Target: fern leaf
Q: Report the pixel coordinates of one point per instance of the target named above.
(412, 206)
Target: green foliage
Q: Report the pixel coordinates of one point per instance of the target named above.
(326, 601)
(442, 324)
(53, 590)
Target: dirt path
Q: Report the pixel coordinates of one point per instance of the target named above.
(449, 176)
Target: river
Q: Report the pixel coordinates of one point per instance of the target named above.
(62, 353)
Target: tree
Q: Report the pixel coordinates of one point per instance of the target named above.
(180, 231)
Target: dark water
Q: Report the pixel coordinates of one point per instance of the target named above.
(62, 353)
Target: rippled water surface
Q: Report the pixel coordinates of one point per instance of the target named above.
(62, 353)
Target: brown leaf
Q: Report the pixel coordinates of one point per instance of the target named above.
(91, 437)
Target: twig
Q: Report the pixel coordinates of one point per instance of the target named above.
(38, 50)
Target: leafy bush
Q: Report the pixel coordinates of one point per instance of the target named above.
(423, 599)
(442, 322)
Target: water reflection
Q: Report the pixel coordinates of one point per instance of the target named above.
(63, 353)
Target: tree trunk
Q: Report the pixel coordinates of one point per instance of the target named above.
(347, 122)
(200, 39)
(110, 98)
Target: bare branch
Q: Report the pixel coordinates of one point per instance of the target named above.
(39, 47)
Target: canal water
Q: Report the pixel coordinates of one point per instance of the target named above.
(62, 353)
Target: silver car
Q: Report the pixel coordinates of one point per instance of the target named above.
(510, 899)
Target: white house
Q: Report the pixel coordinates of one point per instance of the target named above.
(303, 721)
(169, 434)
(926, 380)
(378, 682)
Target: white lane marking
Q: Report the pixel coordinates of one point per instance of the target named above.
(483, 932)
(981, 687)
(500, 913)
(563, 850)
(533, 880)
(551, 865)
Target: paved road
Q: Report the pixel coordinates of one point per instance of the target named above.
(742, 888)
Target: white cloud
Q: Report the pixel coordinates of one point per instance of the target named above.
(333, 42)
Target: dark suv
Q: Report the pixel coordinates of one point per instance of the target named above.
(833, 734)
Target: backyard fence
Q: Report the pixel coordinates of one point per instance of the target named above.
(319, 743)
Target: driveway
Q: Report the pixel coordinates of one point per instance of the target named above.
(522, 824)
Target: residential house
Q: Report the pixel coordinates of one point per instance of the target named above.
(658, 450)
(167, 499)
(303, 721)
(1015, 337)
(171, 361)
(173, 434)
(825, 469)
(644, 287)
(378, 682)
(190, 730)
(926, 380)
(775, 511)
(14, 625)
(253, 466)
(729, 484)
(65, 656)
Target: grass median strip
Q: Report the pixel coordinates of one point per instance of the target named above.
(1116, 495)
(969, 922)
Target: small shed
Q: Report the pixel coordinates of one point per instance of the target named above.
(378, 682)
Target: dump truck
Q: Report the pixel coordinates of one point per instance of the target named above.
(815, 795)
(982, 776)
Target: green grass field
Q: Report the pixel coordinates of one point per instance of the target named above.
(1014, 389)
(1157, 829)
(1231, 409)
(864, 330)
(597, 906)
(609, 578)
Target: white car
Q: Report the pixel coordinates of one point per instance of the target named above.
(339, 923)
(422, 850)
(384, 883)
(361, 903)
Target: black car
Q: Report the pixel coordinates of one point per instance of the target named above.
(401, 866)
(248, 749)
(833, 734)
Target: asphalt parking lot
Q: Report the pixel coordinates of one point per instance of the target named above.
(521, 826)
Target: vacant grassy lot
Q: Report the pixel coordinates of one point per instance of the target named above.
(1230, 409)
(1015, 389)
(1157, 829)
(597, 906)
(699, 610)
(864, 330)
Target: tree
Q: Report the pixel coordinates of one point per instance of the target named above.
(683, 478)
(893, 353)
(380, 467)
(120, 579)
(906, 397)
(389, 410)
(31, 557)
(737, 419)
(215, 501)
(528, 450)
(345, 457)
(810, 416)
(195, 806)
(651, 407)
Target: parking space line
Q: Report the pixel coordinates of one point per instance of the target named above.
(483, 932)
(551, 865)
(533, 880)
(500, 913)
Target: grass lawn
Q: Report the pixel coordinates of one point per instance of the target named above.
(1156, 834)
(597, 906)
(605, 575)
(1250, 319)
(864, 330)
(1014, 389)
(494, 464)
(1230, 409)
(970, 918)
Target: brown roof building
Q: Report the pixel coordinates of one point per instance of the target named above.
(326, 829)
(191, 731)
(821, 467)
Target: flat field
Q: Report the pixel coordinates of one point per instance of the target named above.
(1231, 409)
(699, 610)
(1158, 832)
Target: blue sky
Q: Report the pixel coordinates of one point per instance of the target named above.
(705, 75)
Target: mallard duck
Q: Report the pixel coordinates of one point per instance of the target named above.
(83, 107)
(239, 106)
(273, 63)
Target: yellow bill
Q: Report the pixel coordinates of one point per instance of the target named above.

* **WHAT YOU SHOULD DO**
Turn the material into a Markdown table with the columns Row and Text. Start at the line "Target: vacant grassy lot", end at the last line of the material, and leave out blank lines.

* **TASK RESPONSE**
| Row | Text |
|---|---|
| 1 | Target: vacant grassy lot |
| 2 | Q: Report the pixel coordinates of one point per instance of the target named above. |
| 3 | (1230, 409) |
| 4 | (1015, 389) |
| 5 | (1157, 829) |
| 6 | (597, 906) |
| 7 | (699, 610) |
| 8 | (864, 330) |
| 9 | Target: tree |
| 10 | Q: Report the pixel coordinates of one point per instance of the target named above. |
| 11 | (683, 478) |
| 12 | (893, 353) |
| 13 | (380, 467) |
| 14 | (120, 579) |
| 15 | (906, 397) |
| 16 | (389, 410) |
| 17 | (31, 557) |
| 18 | (737, 419) |
| 19 | (215, 501) |
| 20 | (528, 450) |
| 21 | (345, 457) |
| 22 | (810, 416) |
| 23 | (195, 806) |
| 24 | (651, 407) |
| 25 | Target: parking space line |
| 26 | Q: Report the pixel coordinates of one point per instance of the target named above. |
| 27 | (483, 932) |
| 28 | (551, 865) |
| 29 | (533, 880) |
| 30 | (500, 913) |
| 31 | Target: grass lawn |
| 32 | Q: Report the pixel coordinates of one point per instance of the target named above. |
| 33 | (1156, 834) |
| 34 | (597, 906) |
| 35 | (605, 575) |
| 36 | (1250, 319) |
| 37 | (864, 330) |
| 38 | (1014, 389) |
| 39 | (494, 464) |
| 40 | (1230, 409) |
| 41 | (970, 918) |
| 42 | Target: brown roof building |
| 43 | Q: Report the pixel coordinates of one point per instance of the target named above. |
| 44 | (326, 829) |
| 45 | (191, 731) |
| 46 | (821, 467) |
| 47 | Target: flat field |
| 48 | Q: Report the pixel coordinates of one point per instance of the target named above. |
| 49 | (1231, 409) |
| 50 | (699, 610) |
| 51 | (1158, 832) |
| 52 | Target: blue sky |
| 53 | Q: Report the pixel coordinates of one point per instance of the target named above. |
| 54 | (705, 75) |
| 55 | Target: mallard duck |
| 56 | Q: Report the pixel coordinates of one point per instance of the target named above. |
| 57 | (83, 107) |
| 58 | (239, 106) |
| 59 | (273, 63) |
| 60 | Target: yellow bill |
| 61 | Q: Report the pixel coordinates of one point per instance of the target named above. |